▶ **Given records**:

>> Begin

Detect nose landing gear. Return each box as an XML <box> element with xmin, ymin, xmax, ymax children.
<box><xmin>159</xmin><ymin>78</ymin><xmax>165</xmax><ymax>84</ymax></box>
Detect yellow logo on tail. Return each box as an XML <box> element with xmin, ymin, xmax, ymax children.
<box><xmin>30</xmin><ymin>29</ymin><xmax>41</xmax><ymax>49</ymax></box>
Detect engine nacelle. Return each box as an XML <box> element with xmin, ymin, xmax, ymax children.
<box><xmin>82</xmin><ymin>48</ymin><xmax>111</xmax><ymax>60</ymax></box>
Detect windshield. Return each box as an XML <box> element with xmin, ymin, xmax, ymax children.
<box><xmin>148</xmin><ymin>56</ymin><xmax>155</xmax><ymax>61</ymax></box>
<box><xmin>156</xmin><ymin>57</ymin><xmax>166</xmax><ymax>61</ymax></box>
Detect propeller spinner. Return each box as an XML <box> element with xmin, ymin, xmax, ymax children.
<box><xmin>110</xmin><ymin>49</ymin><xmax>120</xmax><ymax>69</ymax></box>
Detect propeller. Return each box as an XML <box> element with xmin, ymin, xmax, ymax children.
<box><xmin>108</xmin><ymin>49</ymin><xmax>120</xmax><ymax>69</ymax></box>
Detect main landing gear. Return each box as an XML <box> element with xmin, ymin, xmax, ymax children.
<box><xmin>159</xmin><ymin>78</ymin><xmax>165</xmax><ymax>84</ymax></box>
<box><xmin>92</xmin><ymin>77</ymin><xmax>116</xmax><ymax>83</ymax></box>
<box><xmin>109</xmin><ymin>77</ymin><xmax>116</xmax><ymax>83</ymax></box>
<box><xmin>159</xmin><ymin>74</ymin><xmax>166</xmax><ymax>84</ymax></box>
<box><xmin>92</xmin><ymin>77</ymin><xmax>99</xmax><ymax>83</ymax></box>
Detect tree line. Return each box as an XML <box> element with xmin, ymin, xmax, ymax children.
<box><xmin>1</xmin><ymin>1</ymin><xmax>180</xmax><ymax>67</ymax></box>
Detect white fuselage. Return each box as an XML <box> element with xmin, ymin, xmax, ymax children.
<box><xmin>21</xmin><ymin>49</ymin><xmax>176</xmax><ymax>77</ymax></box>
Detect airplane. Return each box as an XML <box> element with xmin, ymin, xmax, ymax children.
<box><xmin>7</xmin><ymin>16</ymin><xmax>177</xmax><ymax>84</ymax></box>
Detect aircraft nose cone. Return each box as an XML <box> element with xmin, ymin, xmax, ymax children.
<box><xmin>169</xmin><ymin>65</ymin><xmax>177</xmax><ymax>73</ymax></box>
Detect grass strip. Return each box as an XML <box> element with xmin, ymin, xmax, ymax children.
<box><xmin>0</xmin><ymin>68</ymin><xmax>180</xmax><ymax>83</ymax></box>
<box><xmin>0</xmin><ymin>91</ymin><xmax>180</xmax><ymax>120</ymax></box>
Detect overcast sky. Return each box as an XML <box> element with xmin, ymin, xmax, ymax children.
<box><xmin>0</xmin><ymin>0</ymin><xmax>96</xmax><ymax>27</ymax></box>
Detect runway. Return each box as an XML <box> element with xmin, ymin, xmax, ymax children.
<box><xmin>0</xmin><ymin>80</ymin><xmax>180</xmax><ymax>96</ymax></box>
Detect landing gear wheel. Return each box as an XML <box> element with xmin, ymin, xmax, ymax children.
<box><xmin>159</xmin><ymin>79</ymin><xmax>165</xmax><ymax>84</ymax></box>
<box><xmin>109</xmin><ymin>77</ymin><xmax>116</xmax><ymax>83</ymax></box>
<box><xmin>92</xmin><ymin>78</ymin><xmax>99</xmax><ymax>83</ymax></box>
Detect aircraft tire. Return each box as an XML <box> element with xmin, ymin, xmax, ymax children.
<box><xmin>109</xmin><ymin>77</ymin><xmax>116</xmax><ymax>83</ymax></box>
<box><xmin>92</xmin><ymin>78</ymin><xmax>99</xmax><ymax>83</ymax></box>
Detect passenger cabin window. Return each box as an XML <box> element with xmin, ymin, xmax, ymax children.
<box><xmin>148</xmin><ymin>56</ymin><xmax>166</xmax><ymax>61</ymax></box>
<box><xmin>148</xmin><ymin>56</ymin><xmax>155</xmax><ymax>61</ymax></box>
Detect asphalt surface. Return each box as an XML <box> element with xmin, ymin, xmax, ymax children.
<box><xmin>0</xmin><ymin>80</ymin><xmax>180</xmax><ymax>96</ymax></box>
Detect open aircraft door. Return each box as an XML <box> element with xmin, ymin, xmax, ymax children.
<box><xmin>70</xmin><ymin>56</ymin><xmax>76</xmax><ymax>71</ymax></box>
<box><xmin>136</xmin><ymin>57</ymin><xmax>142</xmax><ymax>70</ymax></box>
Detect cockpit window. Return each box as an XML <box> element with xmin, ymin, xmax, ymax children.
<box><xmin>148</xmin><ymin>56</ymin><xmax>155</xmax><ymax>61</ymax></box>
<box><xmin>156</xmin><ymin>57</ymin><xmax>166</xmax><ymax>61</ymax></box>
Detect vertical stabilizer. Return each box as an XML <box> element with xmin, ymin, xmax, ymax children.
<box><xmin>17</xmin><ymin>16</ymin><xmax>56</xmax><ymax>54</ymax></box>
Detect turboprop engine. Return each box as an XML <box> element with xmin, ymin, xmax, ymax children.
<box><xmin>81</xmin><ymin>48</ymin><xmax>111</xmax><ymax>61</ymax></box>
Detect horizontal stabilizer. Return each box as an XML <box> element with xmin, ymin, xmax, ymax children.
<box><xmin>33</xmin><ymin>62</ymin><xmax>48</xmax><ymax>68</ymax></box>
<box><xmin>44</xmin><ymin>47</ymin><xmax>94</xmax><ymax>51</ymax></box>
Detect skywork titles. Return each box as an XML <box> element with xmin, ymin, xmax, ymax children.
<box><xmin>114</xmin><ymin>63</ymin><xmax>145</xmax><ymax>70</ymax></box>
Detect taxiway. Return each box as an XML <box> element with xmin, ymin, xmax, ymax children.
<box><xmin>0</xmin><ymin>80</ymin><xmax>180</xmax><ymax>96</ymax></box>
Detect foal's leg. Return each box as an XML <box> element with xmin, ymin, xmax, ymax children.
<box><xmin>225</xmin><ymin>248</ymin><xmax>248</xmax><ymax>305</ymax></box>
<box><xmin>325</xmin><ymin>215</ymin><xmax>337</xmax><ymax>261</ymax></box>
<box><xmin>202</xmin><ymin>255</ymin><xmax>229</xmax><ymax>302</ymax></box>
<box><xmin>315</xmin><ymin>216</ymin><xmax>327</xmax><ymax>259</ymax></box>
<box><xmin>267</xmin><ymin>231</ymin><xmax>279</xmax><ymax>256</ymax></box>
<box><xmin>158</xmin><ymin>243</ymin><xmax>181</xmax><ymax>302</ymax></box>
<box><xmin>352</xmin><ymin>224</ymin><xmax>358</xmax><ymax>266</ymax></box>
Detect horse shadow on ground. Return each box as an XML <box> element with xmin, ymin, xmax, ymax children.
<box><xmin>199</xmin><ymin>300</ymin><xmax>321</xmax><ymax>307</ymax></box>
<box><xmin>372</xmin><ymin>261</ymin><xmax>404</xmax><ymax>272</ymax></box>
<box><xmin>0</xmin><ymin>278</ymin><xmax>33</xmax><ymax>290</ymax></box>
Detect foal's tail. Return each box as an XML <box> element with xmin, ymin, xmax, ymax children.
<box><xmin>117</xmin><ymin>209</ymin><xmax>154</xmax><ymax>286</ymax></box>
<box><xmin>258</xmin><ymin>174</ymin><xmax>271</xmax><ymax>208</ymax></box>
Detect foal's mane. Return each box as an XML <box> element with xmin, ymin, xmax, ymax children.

>> End

▶ **Your instructions**:
Please copy the items above again, substituting "Output each box" for every "Return each box" and leaving everything else unchanged.

▶ **Task response**:
Detect nose landing gear. Output each box as an XML <box> element with xmin, ymin, xmax, ymax children.
<box><xmin>159</xmin><ymin>78</ymin><xmax>165</xmax><ymax>84</ymax></box>
Detect yellow logo on tail. Output each box as an XML <box> element with xmin, ymin, xmax, ymax children.
<box><xmin>30</xmin><ymin>29</ymin><xmax>41</xmax><ymax>49</ymax></box>
Detect engine nacelle. Output each box as an XML <box> element with xmin, ymin, xmax, ymax children.
<box><xmin>82</xmin><ymin>48</ymin><xmax>111</xmax><ymax>60</ymax></box>
Detect windshield. Output each box as an XML <box> element with xmin, ymin, xmax, ymax children.
<box><xmin>148</xmin><ymin>56</ymin><xmax>155</xmax><ymax>61</ymax></box>
<box><xmin>156</xmin><ymin>57</ymin><xmax>166</xmax><ymax>61</ymax></box>
Detect propeller spinner. Output each box as an XML <box> element with xmin, ymin, xmax, ymax children.
<box><xmin>110</xmin><ymin>49</ymin><xmax>120</xmax><ymax>69</ymax></box>
Detect propeller. Output each box as an XML <box> element with xmin, ymin, xmax, ymax children.
<box><xmin>108</xmin><ymin>49</ymin><xmax>120</xmax><ymax>69</ymax></box>
Detect main landing gear. Output each box as an XML <box> element with xmin, ymin, xmax, ymax children.
<box><xmin>159</xmin><ymin>78</ymin><xmax>165</xmax><ymax>84</ymax></box>
<box><xmin>92</xmin><ymin>77</ymin><xmax>116</xmax><ymax>83</ymax></box>
<box><xmin>109</xmin><ymin>77</ymin><xmax>116</xmax><ymax>83</ymax></box>
<box><xmin>159</xmin><ymin>74</ymin><xmax>166</xmax><ymax>84</ymax></box>
<box><xmin>92</xmin><ymin>77</ymin><xmax>99</xmax><ymax>83</ymax></box>
Detect tree line. Output each box as an XML <box> element with xmin, ymin, xmax, ymax children.
<box><xmin>1</xmin><ymin>1</ymin><xmax>180</xmax><ymax>67</ymax></box>
Detect white fuselage. Output each box as an XML <box> element with xmin, ymin, xmax, ymax children.
<box><xmin>21</xmin><ymin>49</ymin><xmax>176</xmax><ymax>77</ymax></box>
Detect airplane. Output each box as an XML <box> element with xmin, ymin, xmax, ymax children.
<box><xmin>7</xmin><ymin>16</ymin><xmax>177</xmax><ymax>84</ymax></box>
Detect aircraft nose cone. Output each box as an XML <box> element with xmin, ymin, xmax, ymax children.
<box><xmin>169</xmin><ymin>65</ymin><xmax>177</xmax><ymax>73</ymax></box>
Detect grass strip. Output each box as an XML <box> element with xmin, ymin, xmax, ymax children.
<box><xmin>0</xmin><ymin>68</ymin><xmax>180</xmax><ymax>83</ymax></box>
<box><xmin>0</xmin><ymin>91</ymin><xmax>180</xmax><ymax>120</ymax></box>
Detect overcast sky. Output each box as an XML <box> element with xmin, ymin, xmax, ymax children.
<box><xmin>0</xmin><ymin>0</ymin><xmax>96</xmax><ymax>27</ymax></box>
Detect runway. Output each box as an XML <box> element with xmin, ymin, xmax, ymax children.
<box><xmin>0</xmin><ymin>80</ymin><xmax>180</xmax><ymax>96</ymax></box>
Detect landing gear wheel. Output each box as an XML <box> element with xmin, ymin, xmax, ymax children.
<box><xmin>159</xmin><ymin>79</ymin><xmax>165</xmax><ymax>84</ymax></box>
<box><xmin>109</xmin><ymin>77</ymin><xmax>116</xmax><ymax>83</ymax></box>
<box><xmin>92</xmin><ymin>78</ymin><xmax>99</xmax><ymax>83</ymax></box>
Detect aircraft tire. Output each box as an XML <box> element with xmin, ymin, xmax, ymax children.
<box><xmin>109</xmin><ymin>77</ymin><xmax>116</xmax><ymax>83</ymax></box>
<box><xmin>92</xmin><ymin>78</ymin><xmax>99</xmax><ymax>83</ymax></box>
Detect passenger cabin window. Output each box as an XML <box> element with xmin, ymin, xmax, ymax children.
<box><xmin>148</xmin><ymin>56</ymin><xmax>166</xmax><ymax>61</ymax></box>
<box><xmin>148</xmin><ymin>56</ymin><xmax>155</xmax><ymax>61</ymax></box>
Detect asphalt surface. Output each box as an XML <box> element with xmin, ymin, xmax, ymax children.
<box><xmin>0</xmin><ymin>80</ymin><xmax>180</xmax><ymax>96</ymax></box>
Detect open aircraft door. Output each box as an XML <box> element with xmin, ymin, xmax, ymax children.
<box><xmin>70</xmin><ymin>56</ymin><xmax>76</xmax><ymax>71</ymax></box>
<box><xmin>136</xmin><ymin>57</ymin><xmax>142</xmax><ymax>70</ymax></box>
Detect cockpit window. Output each box as an XML <box> element with xmin, ymin, xmax, ymax children.
<box><xmin>148</xmin><ymin>56</ymin><xmax>155</xmax><ymax>61</ymax></box>
<box><xmin>156</xmin><ymin>57</ymin><xmax>166</xmax><ymax>61</ymax></box>
Detect vertical stabilizer. Output each box as an XML <box> element with xmin, ymin, xmax, ymax children.
<box><xmin>17</xmin><ymin>16</ymin><xmax>56</xmax><ymax>54</ymax></box>
Detect turboprop engine. Output each box as an XML <box> element with xmin, ymin, xmax, ymax children.
<box><xmin>81</xmin><ymin>48</ymin><xmax>111</xmax><ymax>61</ymax></box>
Detect horizontal stabilizer. Output each box as an XML <box> element with xmin, ymin, xmax, ymax children.
<box><xmin>33</xmin><ymin>62</ymin><xmax>48</xmax><ymax>68</ymax></box>
<box><xmin>44</xmin><ymin>47</ymin><xmax>94</xmax><ymax>51</ymax></box>
Detect skywork titles. Output each box as an XML <box> element with xmin, ymin, xmax, ymax children.
<box><xmin>114</xmin><ymin>63</ymin><xmax>145</xmax><ymax>70</ymax></box>
Detect taxiway. Output each box as an XML <box> element with xmin, ymin, xmax, ymax children.
<box><xmin>0</xmin><ymin>80</ymin><xmax>180</xmax><ymax>96</ymax></box>
Detect foal's leg. Output each box as an XML <box> element with xmin, ymin, xmax, ymax children.
<box><xmin>225</xmin><ymin>248</ymin><xmax>248</xmax><ymax>305</ymax></box>
<box><xmin>325</xmin><ymin>215</ymin><xmax>337</xmax><ymax>261</ymax></box>
<box><xmin>202</xmin><ymin>255</ymin><xmax>229</xmax><ymax>302</ymax></box>
<box><xmin>315</xmin><ymin>216</ymin><xmax>327</xmax><ymax>259</ymax></box>
<box><xmin>267</xmin><ymin>231</ymin><xmax>279</xmax><ymax>256</ymax></box>
<box><xmin>158</xmin><ymin>243</ymin><xmax>181</xmax><ymax>302</ymax></box>
<box><xmin>352</xmin><ymin>224</ymin><xmax>358</xmax><ymax>266</ymax></box>
Detect horse shadow on ground. Output each box as an XML <box> element with xmin, ymin, xmax, ymax children.
<box><xmin>199</xmin><ymin>300</ymin><xmax>321</xmax><ymax>307</ymax></box>
<box><xmin>372</xmin><ymin>261</ymin><xmax>404</xmax><ymax>272</ymax></box>
<box><xmin>0</xmin><ymin>278</ymin><xmax>33</xmax><ymax>290</ymax></box>
Detect foal's tail. Output each box as an XML <box> element with xmin, ymin, xmax, ymax children.
<box><xmin>117</xmin><ymin>209</ymin><xmax>154</xmax><ymax>286</ymax></box>
<box><xmin>258</xmin><ymin>174</ymin><xmax>271</xmax><ymax>208</ymax></box>
Detect foal's mane. Output each box as an XML <box> element with xmin, ymin, xmax, ymax children.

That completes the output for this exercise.